### REQUIREMENT
Locate every line in the data below that contains the word "ground", and copy each of those lines.

### RAW RECORDS

════════════════

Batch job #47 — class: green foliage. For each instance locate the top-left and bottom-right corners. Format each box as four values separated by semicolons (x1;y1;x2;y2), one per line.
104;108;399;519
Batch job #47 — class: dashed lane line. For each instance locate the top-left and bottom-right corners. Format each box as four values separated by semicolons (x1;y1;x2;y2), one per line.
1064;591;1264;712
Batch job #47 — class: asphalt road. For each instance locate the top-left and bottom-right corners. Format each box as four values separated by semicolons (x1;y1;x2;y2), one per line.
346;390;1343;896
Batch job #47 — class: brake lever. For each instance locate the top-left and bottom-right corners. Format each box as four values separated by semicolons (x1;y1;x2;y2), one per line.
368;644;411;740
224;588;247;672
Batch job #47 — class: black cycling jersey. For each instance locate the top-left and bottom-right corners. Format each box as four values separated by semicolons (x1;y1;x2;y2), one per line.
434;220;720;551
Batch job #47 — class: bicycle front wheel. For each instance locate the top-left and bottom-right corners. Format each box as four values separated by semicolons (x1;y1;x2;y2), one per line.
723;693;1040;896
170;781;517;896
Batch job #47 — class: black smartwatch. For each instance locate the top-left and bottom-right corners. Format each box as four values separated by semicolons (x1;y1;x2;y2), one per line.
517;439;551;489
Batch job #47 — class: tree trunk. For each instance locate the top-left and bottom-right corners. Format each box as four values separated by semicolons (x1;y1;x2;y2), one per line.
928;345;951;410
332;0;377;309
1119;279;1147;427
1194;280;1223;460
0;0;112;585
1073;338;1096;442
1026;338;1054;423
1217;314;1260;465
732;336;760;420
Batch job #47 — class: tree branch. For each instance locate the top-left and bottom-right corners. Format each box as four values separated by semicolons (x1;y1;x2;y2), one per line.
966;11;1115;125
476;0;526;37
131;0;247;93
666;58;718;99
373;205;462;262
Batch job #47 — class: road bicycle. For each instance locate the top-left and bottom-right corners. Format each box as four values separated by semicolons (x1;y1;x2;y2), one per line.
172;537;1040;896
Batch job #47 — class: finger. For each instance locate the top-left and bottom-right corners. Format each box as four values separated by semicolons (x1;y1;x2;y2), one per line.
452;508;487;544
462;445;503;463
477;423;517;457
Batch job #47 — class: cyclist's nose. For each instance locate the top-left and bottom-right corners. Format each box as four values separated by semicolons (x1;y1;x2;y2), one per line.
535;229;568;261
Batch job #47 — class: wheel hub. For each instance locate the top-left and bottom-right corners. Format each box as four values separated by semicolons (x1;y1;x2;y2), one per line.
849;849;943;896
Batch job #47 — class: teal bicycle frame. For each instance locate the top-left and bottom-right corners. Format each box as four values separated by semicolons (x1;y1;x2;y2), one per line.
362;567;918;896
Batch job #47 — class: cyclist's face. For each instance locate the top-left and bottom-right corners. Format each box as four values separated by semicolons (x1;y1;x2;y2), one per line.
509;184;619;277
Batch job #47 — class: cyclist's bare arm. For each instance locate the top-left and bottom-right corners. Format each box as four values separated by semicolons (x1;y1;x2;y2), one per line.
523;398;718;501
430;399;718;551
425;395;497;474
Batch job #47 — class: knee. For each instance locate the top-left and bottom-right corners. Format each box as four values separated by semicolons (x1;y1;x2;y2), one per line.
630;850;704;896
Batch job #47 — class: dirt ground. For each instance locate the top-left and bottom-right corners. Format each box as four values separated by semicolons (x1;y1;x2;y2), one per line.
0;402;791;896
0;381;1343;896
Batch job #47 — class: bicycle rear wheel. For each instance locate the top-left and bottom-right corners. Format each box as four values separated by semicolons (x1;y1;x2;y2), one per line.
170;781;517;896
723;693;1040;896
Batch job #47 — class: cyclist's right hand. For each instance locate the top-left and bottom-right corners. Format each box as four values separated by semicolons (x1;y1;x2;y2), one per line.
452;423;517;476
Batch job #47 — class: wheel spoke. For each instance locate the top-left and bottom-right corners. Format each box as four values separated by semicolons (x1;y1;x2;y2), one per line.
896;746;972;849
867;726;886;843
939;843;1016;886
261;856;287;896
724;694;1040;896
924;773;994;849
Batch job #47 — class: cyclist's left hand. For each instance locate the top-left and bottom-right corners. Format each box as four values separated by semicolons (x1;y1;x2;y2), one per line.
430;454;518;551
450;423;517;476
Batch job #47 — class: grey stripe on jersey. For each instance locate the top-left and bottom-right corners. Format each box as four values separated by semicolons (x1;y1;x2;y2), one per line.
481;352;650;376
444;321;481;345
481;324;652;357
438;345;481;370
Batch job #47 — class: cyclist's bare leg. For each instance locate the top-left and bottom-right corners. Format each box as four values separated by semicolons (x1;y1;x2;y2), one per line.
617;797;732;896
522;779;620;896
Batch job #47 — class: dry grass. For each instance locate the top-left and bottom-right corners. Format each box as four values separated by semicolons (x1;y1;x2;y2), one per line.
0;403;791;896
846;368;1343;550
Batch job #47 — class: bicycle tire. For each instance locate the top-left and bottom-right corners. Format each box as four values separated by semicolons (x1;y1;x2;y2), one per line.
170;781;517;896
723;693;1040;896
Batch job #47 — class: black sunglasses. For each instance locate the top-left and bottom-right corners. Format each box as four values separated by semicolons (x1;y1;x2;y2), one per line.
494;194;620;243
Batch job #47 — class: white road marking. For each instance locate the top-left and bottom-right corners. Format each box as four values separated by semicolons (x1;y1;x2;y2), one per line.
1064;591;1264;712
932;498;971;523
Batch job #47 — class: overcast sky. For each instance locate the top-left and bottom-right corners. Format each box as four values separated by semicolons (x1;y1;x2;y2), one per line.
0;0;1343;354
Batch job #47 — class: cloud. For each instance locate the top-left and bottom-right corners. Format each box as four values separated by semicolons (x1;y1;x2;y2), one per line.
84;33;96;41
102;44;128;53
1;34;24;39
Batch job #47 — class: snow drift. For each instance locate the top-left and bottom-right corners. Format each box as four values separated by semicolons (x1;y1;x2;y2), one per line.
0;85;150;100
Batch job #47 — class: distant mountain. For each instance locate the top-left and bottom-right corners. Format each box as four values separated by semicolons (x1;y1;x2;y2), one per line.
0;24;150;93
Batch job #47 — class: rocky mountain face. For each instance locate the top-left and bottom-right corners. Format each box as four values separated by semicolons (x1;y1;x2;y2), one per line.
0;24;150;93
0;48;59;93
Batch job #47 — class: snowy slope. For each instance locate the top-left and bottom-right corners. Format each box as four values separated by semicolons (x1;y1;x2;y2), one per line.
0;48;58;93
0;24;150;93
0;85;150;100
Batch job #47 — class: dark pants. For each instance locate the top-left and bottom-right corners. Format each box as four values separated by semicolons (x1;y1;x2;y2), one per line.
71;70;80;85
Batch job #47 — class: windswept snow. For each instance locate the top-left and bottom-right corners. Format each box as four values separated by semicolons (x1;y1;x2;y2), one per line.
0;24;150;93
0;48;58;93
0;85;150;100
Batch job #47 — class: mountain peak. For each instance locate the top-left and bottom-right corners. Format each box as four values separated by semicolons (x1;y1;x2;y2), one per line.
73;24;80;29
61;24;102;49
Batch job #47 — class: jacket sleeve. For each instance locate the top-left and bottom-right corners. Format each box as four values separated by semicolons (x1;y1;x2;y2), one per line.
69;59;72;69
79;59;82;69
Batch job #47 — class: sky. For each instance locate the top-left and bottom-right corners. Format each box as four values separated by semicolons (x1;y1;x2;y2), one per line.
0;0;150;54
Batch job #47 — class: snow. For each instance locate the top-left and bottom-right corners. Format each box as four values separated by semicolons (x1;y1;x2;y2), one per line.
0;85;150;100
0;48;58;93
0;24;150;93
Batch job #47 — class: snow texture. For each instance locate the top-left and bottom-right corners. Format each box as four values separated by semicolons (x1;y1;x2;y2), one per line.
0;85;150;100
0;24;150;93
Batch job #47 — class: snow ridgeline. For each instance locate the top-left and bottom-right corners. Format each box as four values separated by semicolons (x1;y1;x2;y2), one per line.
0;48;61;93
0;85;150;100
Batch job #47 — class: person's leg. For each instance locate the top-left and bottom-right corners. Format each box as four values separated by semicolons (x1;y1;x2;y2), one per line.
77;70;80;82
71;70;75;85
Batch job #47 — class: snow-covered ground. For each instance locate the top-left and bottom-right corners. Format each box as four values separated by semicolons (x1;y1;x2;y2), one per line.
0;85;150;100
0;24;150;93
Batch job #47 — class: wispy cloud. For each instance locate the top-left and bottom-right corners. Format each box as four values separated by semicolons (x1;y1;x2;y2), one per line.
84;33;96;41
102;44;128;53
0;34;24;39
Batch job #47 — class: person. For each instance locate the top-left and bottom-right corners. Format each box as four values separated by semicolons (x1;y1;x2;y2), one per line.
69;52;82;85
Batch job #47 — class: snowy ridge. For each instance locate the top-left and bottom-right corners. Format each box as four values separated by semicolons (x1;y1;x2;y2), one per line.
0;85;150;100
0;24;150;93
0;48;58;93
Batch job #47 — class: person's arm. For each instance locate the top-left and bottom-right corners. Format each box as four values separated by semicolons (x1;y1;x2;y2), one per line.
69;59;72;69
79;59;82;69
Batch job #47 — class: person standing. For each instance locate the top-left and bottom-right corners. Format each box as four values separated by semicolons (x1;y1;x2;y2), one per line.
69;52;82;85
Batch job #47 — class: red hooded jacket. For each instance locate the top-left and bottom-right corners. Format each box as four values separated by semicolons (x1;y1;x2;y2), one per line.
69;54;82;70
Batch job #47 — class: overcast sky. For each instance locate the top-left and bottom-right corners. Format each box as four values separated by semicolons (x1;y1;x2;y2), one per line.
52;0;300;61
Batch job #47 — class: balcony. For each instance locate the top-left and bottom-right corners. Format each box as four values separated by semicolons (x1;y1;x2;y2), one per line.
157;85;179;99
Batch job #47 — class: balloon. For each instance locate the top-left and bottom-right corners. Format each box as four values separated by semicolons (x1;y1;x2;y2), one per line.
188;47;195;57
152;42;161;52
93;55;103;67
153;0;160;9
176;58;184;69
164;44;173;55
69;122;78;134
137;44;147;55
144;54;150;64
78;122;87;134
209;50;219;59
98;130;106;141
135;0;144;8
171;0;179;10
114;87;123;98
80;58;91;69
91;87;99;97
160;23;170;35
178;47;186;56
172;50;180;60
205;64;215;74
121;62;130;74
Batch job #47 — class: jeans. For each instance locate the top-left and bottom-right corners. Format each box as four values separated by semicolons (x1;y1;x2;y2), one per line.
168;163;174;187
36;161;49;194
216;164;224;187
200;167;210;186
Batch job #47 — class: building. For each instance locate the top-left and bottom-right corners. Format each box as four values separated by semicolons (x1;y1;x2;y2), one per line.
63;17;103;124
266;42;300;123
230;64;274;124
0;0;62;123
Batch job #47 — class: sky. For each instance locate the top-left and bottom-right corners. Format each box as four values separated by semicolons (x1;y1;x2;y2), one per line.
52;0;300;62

════════════════

### TASK RESPONSE
Batch job #47 — class: dirt ground. For each instance locate the top-left and bottom-right corners. Format each box as four values separated by semicolons (x1;y1;x2;y2), one per line.
Batch job #47 — class: snow-covered ground. For each instance locate the top-left and bottom-right corners. Format each box as four values separated by semicolons (x1;y1;x2;y2), one per line.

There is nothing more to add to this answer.